Data listing:
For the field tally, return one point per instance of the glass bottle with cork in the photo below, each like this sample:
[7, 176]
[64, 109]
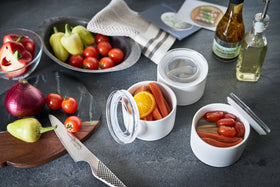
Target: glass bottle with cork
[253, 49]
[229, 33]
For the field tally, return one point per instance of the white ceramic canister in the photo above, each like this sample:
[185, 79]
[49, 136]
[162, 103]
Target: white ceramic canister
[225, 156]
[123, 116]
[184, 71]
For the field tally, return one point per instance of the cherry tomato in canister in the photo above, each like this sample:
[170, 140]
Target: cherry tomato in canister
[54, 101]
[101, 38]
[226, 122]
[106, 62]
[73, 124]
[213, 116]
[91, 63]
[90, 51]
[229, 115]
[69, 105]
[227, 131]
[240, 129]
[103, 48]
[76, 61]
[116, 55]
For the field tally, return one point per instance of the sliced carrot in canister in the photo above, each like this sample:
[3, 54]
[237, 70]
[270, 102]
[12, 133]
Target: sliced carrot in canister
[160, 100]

==

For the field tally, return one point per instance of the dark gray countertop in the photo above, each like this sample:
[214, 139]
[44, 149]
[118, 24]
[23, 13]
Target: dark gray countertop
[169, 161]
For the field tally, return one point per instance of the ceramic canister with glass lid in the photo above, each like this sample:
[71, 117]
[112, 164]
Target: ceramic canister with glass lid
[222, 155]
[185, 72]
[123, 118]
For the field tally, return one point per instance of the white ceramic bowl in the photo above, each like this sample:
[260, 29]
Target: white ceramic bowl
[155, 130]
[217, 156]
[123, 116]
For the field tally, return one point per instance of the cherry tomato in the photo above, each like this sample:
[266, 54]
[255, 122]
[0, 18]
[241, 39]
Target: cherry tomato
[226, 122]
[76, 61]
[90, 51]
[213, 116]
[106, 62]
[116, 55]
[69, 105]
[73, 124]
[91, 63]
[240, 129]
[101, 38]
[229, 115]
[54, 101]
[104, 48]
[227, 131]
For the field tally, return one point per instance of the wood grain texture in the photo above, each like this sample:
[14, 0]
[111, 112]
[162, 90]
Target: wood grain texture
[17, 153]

| Written instruction |
Keep only the lines above that contain the string "grain", matching case, and copy those lines.

| Answer below |
For the field tally, return one point per instance of the wood grain texture in the photo above, each like this sample:
Target: wood grain texture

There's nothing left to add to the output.